→ **Problem details**: One number is all that is asked for: the number of lines below that hold the string "horse".

(Stored entries)
--- --- ---

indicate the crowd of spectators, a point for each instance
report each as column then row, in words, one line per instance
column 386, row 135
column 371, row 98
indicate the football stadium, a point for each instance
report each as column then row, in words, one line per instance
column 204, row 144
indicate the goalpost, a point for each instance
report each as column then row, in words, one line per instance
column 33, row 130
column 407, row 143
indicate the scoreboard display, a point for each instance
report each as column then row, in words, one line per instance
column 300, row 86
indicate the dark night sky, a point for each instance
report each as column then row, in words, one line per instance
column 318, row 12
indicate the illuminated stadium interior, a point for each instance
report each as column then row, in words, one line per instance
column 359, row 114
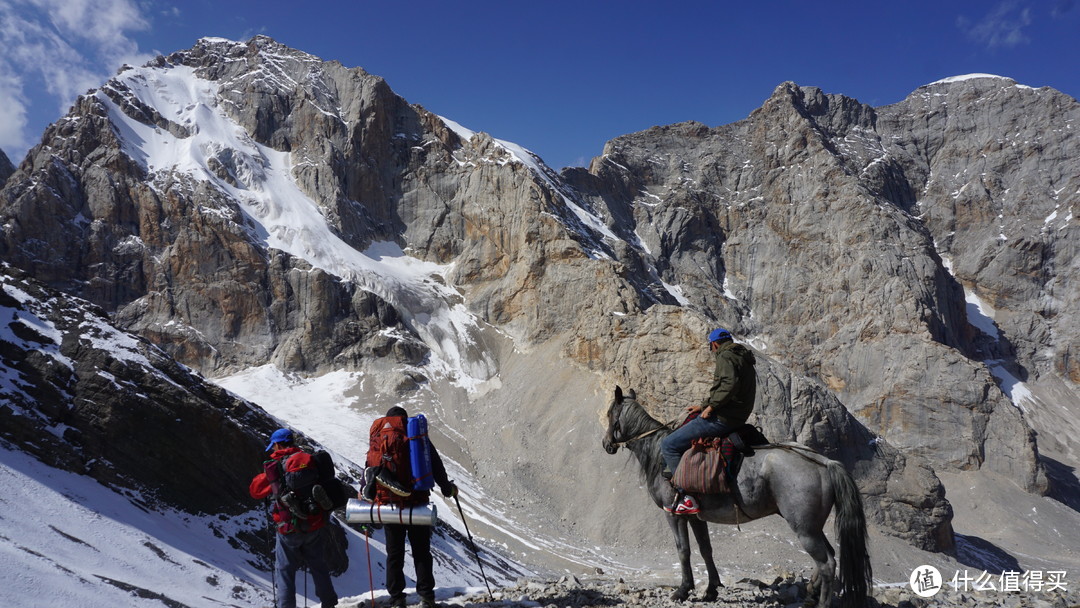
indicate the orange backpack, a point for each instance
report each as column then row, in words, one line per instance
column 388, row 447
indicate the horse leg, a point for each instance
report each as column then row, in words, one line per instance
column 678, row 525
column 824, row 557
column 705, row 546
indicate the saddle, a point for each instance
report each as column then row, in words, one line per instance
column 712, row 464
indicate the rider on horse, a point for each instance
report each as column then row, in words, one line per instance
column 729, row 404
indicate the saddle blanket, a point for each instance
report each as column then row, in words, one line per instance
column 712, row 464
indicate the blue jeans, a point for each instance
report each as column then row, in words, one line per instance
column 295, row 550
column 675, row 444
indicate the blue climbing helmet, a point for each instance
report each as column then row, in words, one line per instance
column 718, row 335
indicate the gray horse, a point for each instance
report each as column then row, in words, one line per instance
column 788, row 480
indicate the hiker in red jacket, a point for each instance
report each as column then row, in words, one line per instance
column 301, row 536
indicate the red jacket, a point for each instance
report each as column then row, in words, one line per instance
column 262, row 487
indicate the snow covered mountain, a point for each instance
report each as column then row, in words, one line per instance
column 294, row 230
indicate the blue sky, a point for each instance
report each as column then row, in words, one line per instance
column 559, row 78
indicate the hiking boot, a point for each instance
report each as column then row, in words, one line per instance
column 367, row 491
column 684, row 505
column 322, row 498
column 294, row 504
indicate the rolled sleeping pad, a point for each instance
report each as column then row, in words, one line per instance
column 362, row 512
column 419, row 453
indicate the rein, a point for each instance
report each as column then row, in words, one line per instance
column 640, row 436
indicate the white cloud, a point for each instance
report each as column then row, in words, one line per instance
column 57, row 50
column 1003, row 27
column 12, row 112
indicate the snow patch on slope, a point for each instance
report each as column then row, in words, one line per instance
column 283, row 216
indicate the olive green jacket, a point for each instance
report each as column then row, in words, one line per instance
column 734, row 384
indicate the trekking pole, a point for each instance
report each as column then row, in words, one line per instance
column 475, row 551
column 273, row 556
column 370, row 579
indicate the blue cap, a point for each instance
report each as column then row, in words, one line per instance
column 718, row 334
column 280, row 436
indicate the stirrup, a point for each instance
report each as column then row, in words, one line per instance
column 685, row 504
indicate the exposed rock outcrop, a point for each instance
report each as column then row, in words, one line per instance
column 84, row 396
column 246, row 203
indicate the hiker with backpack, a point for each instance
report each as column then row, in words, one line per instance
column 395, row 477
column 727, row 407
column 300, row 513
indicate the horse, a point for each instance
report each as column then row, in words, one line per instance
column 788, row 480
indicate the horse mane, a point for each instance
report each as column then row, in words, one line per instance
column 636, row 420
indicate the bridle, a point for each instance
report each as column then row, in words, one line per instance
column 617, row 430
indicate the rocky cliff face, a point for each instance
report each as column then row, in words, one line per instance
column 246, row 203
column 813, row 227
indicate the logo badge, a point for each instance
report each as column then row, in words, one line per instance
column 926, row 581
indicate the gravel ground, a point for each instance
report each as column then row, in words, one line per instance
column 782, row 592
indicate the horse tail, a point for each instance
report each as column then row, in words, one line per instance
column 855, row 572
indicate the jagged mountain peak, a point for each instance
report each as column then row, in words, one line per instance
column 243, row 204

--- --- ---

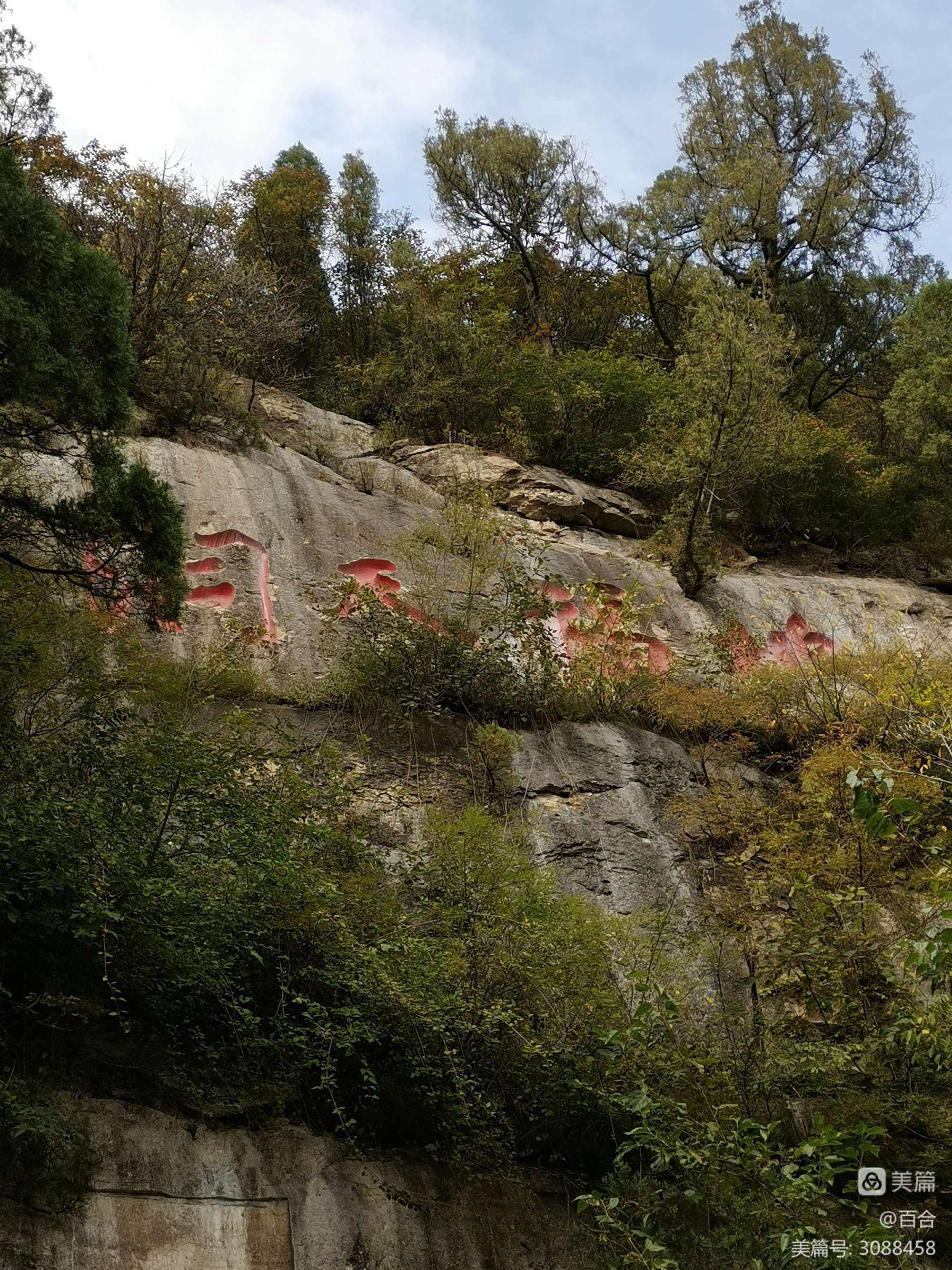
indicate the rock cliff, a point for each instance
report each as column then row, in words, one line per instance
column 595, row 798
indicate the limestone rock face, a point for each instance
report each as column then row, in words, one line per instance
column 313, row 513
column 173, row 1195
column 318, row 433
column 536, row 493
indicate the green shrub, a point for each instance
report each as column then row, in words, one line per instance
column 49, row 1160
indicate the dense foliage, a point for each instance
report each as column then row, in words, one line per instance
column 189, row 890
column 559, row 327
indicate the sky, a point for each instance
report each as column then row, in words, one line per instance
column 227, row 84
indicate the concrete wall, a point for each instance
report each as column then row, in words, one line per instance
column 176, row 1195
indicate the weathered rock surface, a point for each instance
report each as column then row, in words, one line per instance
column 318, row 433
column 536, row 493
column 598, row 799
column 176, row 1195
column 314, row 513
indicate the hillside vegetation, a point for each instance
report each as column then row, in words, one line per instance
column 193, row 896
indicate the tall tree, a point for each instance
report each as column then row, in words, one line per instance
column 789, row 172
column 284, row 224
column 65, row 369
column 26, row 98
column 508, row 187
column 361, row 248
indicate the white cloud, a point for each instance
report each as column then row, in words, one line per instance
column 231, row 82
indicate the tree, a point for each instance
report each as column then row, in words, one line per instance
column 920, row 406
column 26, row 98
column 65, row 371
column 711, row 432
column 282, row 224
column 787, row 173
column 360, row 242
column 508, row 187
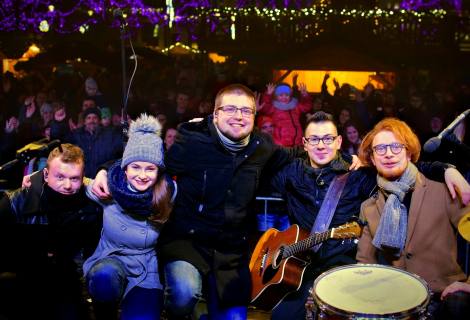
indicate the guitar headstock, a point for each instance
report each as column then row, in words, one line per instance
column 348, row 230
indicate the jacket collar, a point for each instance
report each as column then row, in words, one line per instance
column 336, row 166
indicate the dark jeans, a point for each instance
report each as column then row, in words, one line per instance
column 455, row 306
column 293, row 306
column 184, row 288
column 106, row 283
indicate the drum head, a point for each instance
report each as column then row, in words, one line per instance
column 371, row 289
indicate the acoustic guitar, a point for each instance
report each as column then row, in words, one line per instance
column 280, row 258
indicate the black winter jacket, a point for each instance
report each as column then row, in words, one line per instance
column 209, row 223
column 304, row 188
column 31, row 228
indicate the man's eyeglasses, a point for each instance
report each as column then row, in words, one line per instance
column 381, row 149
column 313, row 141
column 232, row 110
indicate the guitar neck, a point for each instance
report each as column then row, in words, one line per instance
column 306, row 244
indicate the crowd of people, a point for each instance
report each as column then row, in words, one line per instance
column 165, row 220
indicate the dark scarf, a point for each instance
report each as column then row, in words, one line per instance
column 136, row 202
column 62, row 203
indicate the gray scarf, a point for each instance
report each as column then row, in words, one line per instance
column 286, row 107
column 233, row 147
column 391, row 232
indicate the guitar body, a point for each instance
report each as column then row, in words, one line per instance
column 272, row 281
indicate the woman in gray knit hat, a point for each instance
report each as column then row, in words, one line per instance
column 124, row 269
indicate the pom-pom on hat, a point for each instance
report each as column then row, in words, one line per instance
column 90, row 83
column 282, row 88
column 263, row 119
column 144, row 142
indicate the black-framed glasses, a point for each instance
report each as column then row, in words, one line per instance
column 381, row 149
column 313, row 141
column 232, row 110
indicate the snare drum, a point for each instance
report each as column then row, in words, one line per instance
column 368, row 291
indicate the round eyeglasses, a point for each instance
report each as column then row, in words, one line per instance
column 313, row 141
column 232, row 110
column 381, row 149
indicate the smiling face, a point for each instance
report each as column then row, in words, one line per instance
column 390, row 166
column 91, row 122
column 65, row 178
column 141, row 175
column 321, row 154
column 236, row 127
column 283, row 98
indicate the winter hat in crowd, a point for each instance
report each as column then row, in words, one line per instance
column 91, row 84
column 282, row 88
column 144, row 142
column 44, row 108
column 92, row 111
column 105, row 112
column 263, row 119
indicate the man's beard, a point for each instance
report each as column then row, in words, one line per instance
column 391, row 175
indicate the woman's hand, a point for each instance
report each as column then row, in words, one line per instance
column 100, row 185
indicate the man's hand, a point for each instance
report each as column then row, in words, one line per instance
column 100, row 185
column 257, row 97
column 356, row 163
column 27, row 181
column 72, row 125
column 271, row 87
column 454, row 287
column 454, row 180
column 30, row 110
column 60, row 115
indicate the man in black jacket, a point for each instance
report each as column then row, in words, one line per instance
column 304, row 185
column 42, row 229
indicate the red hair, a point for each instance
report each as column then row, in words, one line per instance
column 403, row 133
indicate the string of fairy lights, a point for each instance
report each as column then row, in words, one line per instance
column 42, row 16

--- --- ---

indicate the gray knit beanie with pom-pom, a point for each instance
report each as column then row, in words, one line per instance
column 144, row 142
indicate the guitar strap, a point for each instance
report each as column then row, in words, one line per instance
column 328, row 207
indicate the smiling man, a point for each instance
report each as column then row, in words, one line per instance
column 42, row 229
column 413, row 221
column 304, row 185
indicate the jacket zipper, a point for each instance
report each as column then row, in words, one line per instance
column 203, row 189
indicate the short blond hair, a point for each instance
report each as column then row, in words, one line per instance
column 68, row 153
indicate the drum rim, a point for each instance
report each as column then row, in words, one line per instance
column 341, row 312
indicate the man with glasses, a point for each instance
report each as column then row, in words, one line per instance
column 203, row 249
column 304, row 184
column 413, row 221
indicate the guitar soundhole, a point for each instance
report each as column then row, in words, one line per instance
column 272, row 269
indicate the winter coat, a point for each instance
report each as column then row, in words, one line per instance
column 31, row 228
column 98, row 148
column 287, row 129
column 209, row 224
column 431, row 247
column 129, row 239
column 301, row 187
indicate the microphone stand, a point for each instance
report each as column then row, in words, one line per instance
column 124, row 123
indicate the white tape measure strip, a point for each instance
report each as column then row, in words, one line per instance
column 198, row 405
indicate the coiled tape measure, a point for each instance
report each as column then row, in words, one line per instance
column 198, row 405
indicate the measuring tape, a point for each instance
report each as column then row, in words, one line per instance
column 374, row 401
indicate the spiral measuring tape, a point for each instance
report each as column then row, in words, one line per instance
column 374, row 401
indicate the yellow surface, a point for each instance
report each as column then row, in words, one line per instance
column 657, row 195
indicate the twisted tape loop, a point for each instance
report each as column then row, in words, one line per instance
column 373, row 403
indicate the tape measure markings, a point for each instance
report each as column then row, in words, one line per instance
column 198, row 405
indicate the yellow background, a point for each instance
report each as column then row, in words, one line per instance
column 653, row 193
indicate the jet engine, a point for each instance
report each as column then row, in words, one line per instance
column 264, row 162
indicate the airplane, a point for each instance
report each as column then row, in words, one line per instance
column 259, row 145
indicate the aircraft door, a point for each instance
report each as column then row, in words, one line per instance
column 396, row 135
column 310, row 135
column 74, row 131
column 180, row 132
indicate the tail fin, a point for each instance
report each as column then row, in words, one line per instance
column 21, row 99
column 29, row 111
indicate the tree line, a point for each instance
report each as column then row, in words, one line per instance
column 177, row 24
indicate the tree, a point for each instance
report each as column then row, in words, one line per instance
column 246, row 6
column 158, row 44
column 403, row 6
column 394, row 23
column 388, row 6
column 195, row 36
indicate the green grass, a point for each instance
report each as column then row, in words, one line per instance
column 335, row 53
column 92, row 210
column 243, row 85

--- --- ---

→ **Expected answer**: 6